» **LA TAREA**:
Responde estas preguntas sobre el comentario que sigue, una por línea:
1. ¿Qué proyecto de ley deja de tratarse en esta tribuna con este comentario?
2. ¿Qué figura de empresa se comenta en esta ocasión?
3. ¿Qué nombre, tomado de la parábola evangélica, recibe el método habitual del legislador?

» **FRAGMENTO DEL TEXTO**:
────────

¡Vaya título! Estoy seguro, no obstante, de que el lector lo habrá entendido de inmediato. No se trata, como es evidente, de “romper” con el proyecto, por muchas críticas que pudiera merecer, dado que la servidumbre esencial de nuestro oficio obliga a contar inexorablemente con aquellos documentos revestidos de oficialidad legislativa, aunque sea con carácter previo a su conversión en norma vigente. Y al recurrir al verbo “terminar”, mucho menos pretendo sugerir algo así como la “liquidación” del proyecto, en primer lugar, porque, utilizando un término técnico, presente hoy a diestro y siniestro, no tengo competencia para esa intensa a la par que delicada operación quirúrgico-jurídica; a la vez, y en segundo lugar, debe invocarse de nuevo la servidumbre del jurista frente al legislador, aunque, en este caso, sea todavía “pre”. Lo único que quiero decir al emplear este expeditivo título es que con el presente commendario se acabará la atención dispensada en esta tribuna al proyecto de ley de implicación de los accionistas. Y no me cansaré de repetir, con todo, que estamos ante un texto de la mayor significación con el cual se pretende llevar a cabo una nueva y muy relevante modificación de la vigente LSC.
En esta ocasión, y por aquello de visitar algún territorio conocido, me centraré en comentar algunas de las referencias que al grupo de sociedades dedica el proyecto. No sorprende, por lo demás, que un texto como el que ahora nos ocupa preste atención a dicha figura de empresa y lo haga, al mismo tiempo, con cierta intensidad; no, desde luego, con la que se viene reclamando por tantas instancias desde hace considerable tiempo, pues para ese menester parece evidente la necesidad de seguir esperando (¿quizá a Godot?).
Lo cierto, como cabía esperar, es que los autores del proyecto, aun tratándose, como sabemos, de un nuevo ejemplo de “reforma y adaptación”, no se han planteado regular el grupo con criterio sustantivo y orgánico; más bien, y siguiendo la política jurídica dominante hasta la fecha, nos encontramos, una vez más, con el método que, remedando la parábola evangélica, bien podría denominarse del “sembrador”. Con este término no quiero sino describir el habitual comportamiento de nuestro legislador que, preocupado por el grupo y sus efectos, sólo ha conseguido lanzar algunas semillas sobre el terreno que delimita nuestro ordenamiento jurídico y, en particular, el Derecho de sociedades. Las semillas, con el método de siembra que los clásicos llamaban “a voleo”, han caído donde han podido y los resultados, como era previsible, son desiguales sin que quepa destacar alguno como especialmente bueno.
Quizá ahora, puede pensar el lector, se ha dado en el clavo porque las materias reguladas en el proyecto constituyen la tierra “buena y fértil” donde la semilla podrá fructificar. Algo de razón hay en este pensamiento, si bien predomina en él –lo digo con toda sinceridad- un cierto voluntarismo o, mejor, un afán de que consigamos llegar, de una vez por todas, al núcleo esencial del problema, en el caso, claro está, de que la multiforme realidad del grupo se “contente” con tener uno solo.

────────

» **LISTADO PROPORCIONADO**:
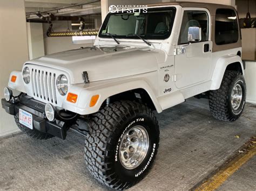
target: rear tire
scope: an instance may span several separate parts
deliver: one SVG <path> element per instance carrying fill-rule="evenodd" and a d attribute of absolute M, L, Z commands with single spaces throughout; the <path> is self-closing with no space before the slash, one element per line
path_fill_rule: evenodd
<path fill-rule="evenodd" d="M 48 139 L 54 137 L 53 136 L 48 134 L 47 133 L 40 132 L 35 129 L 32 130 L 22 125 L 19 122 L 18 113 L 15 116 L 14 116 L 14 118 L 15 119 L 15 122 L 16 123 L 17 126 L 18 126 L 18 128 L 22 132 L 23 132 L 25 134 L 26 134 L 30 137 L 31 137 L 36 139 L 45 140 L 45 139 Z"/>
<path fill-rule="evenodd" d="M 135 102 L 115 102 L 91 122 L 85 161 L 92 176 L 117 189 L 127 189 L 142 180 L 152 167 L 159 141 L 158 123 L 151 110 Z M 134 143 L 145 146 L 133 147 Z"/>
<path fill-rule="evenodd" d="M 220 88 L 210 92 L 210 108 L 215 118 L 234 121 L 242 114 L 246 98 L 246 85 L 242 75 L 226 70 Z"/>

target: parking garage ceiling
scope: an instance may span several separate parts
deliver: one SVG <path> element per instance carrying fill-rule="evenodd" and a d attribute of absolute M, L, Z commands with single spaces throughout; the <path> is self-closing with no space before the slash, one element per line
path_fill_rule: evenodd
<path fill-rule="evenodd" d="M 56 16 L 77 16 L 99 15 L 101 12 L 99 0 L 25 0 L 26 18 L 39 20 L 35 14 L 40 12 L 45 17 L 49 13 Z"/>

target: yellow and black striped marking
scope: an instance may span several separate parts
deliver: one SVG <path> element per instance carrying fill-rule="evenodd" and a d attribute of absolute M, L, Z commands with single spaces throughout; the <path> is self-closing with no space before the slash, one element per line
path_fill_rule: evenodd
<path fill-rule="evenodd" d="M 256 155 L 256 137 L 246 143 L 239 152 L 228 160 L 218 171 L 199 186 L 192 188 L 196 191 L 214 190 L 219 187 L 230 176 Z"/>

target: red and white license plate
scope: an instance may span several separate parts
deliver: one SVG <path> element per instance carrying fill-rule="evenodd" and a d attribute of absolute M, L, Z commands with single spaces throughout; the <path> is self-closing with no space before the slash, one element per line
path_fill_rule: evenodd
<path fill-rule="evenodd" d="M 33 117 L 32 114 L 19 109 L 19 123 L 29 129 L 33 129 Z"/>

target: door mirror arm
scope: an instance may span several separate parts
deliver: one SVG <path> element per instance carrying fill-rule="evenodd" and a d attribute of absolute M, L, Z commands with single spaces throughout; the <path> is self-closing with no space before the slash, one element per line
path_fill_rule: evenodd
<path fill-rule="evenodd" d="M 201 29 L 198 26 L 190 26 L 188 28 L 187 41 L 192 43 L 200 42 L 201 40 Z"/>

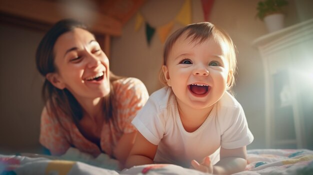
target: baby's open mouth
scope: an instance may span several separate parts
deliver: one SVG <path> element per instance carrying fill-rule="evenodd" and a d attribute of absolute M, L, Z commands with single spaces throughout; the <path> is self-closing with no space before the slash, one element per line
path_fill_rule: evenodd
<path fill-rule="evenodd" d="M 206 94 L 210 89 L 210 86 L 204 84 L 192 84 L 188 85 L 190 91 L 197 95 Z"/>
<path fill-rule="evenodd" d="M 104 79 L 104 73 L 103 72 L 98 73 L 96 75 L 85 78 L 86 81 L 100 81 Z"/>

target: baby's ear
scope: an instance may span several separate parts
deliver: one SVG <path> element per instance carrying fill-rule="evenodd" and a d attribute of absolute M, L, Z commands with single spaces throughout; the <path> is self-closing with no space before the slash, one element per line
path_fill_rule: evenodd
<path fill-rule="evenodd" d="M 46 75 L 46 78 L 56 88 L 60 89 L 65 88 L 65 84 L 57 73 L 48 73 Z"/>
<path fill-rule="evenodd" d="M 168 73 L 168 66 L 166 66 L 166 65 L 162 65 L 162 71 L 163 71 L 164 78 L 165 78 L 165 80 L 166 81 L 166 84 L 168 84 L 168 86 L 170 87 L 170 73 Z"/>

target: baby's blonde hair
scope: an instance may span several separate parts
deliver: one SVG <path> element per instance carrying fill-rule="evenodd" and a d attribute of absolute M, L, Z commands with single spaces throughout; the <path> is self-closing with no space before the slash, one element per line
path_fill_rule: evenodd
<path fill-rule="evenodd" d="M 192 42 L 200 43 L 212 37 L 216 41 L 224 43 L 228 47 L 228 53 L 226 53 L 227 60 L 229 63 L 230 80 L 228 84 L 228 90 L 230 90 L 234 84 L 234 75 L 236 69 L 236 48 L 228 34 L 222 29 L 208 22 L 196 23 L 189 24 L 178 29 L 173 33 L 167 39 L 164 46 L 163 52 L 163 63 L 166 65 L 168 57 L 173 45 L 178 38 L 186 33 L 186 38 L 190 38 Z M 160 70 L 159 78 L 162 83 L 166 85 L 166 81 L 162 69 Z"/>

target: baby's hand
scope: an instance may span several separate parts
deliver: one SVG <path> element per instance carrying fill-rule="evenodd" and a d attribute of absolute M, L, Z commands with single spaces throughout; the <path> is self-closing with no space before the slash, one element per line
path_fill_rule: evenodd
<path fill-rule="evenodd" d="M 201 164 L 198 163 L 196 160 L 192 161 L 192 166 L 194 169 L 200 172 L 210 174 L 213 173 L 213 166 L 211 164 L 211 161 L 208 156 L 204 158 Z"/>

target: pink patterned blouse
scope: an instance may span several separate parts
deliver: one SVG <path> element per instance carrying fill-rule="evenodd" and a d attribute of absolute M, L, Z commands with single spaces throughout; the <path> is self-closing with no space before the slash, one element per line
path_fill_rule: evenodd
<path fill-rule="evenodd" d="M 40 142 L 54 155 L 62 155 L 71 147 L 94 157 L 101 152 L 112 155 L 123 134 L 136 131 L 132 120 L 148 98 L 146 86 L 138 79 L 123 78 L 116 81 L 113 85 L 118 108 L 114 120 L 117 120 L 118 128 L 112 121 L 104 123 L 100 138 L 101 150 L 82 136 L 70 117 L 64 115 L 60 118 L 61 125 L 55 116 L 49 116 L 46 107 L 42 114 Z"/>

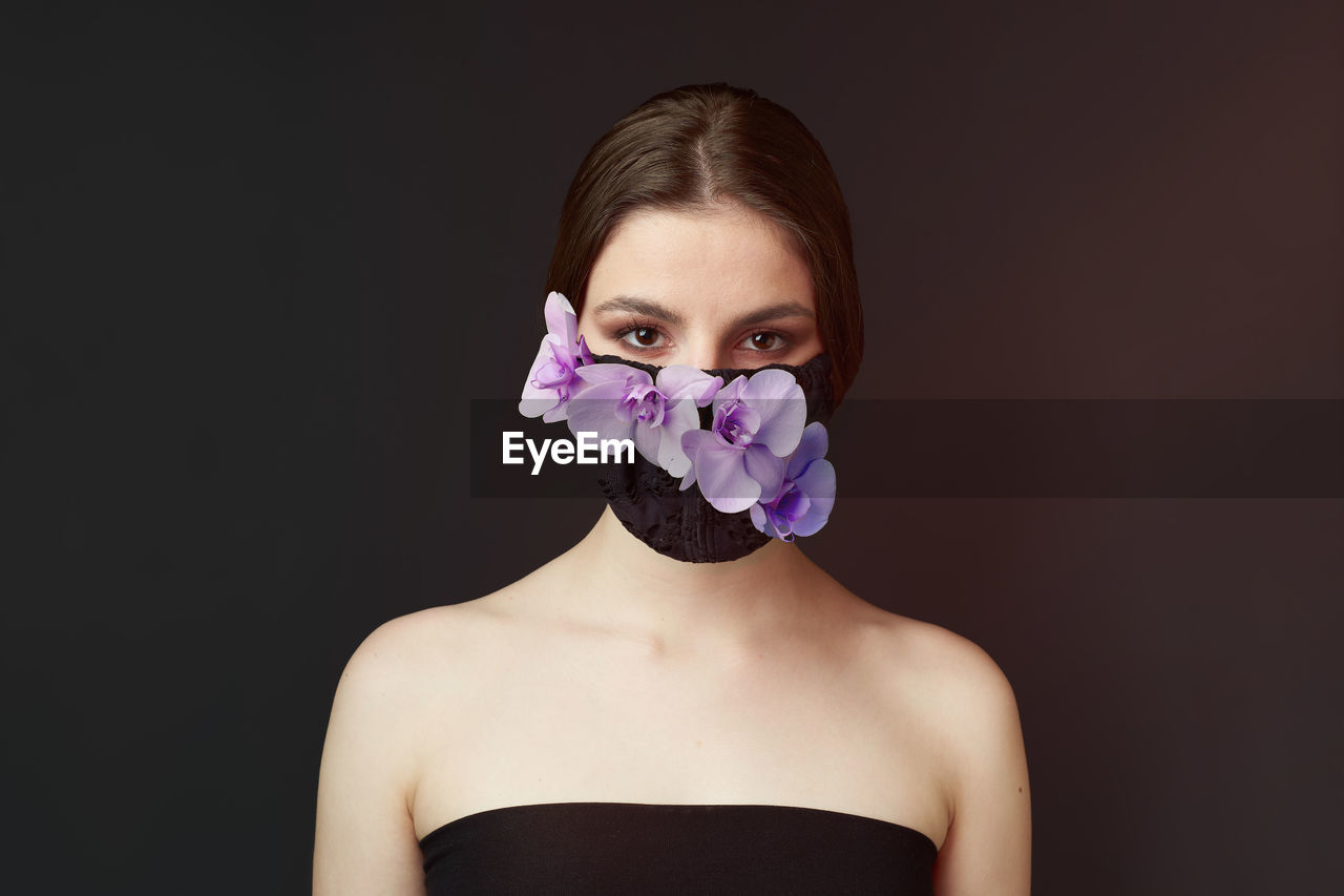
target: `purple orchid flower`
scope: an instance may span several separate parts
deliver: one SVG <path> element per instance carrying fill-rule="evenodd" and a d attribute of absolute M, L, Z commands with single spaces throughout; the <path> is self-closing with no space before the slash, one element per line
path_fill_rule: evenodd
<path fill-rule="evenodd" d="M 793 541 L 827 525 L 836 503 L 836 470 L 827 453 L 827 428 L 808 424 L 790 455 L 774 496 L 751 505 L 751 523 L 767 535 Z"/>
<path fill-rule="evenodd" d="M 579 319 L 570 300 L 558 292 L 546 297 L 546 330 L 532 370 L 517 402 L 524 417 L 542 417 L 546 422 L 564 420 L 567 405 L 578 383 L 574 373 L 593 363 L 583 336 L 578 335 Z"/>
<path fill-rule="evenodd" d="M 726 514 L 754 506 L 762 494 L 775 495 L 806 416 L 802 386 L 789 371 L 738 377 L 714 397 L 714 425 L 681 436 L 691 459 L 681 488 L 700 483 L 706 500 Z"/>
<path fill-rule="evenodd" d="M 574 373 L 579 382 L 570 397 L 569 424 L 575 435 L 633 439 L 649 463 L 685 475 L 691 459 L 681 449 L 681 433 L 700 425 L 696 408 L 714 400 L 723 377 L 684 365 L 661 369 L 657 379 L 618 363 L 585 365 Z"/>

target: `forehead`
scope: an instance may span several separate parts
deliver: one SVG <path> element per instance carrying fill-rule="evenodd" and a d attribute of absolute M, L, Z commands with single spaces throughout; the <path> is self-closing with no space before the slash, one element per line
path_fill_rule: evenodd
<path fill-rule="evenodd" d="M 789 235 L 765 215 L 739 207 L 632 214 L 593 265 L 585 309 L 616 295 L 706 312 L 781 300 L 814 311 L 812 272 Z"/>

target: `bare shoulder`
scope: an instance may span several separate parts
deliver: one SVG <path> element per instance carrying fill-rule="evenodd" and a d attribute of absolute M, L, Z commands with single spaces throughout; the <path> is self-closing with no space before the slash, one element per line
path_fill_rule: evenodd
<path fill-rule="evenodd" d="M 454 662 L 489 652 L 492 635 L 505 628 L 500 605 L 505 592 L 388 619 L 359 644 L 341 681 L 352 679 L 359 690 L 378 690 L 382 697 L 422 693 Z"/>
<path fill-rule="evenodd" d="M 1030 892 L 1031 788 L 1008 677 L 982 647 L 941 626 L 899 616 L 888 636 L 905 705 L 918 708 L 946 782 L 938 892 Z"/>

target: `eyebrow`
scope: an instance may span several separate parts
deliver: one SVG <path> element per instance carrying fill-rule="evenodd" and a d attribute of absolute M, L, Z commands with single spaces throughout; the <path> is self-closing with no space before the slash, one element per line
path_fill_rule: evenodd
<path fill-rule="evenodd" d="M 665 308 L 652 299 L 644 299 L 642 296 L 613 296 L 603 301 L 602 304 L 593 308 L 593 313 L 603 315 L 616 311 L 625 311 L 636 315 L 645 315 L 646 318 L 653 318 L 664 323 L 680 327 L 685 323 L 685 319 L 671 308 Z M 732 327 L 750 327 L 753 324 L 766 323 L 769 320 L 778 320 L 781 318 L 816 318 L 810 308 L 800 301 L 777 301 L 771 305 L 763 308 L 757 308 L 755 311 L 742 315 L 732 322 Z"/>

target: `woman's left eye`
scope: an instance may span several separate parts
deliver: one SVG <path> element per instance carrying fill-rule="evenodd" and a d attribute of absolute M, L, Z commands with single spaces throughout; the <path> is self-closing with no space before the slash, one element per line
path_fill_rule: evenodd
<path fill-rule="evenodd" d="M 785 339 L 777 332 L 754 332 L 742 344 L 751 351 L 777 351 L 784 348 Z"/>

────────

» **RESULTADO DEL EJERCICIO**:
1. El proyecto de ley de implicación de los accionistas.
2. El grupo de sociedades.
3. El método del "sembrador".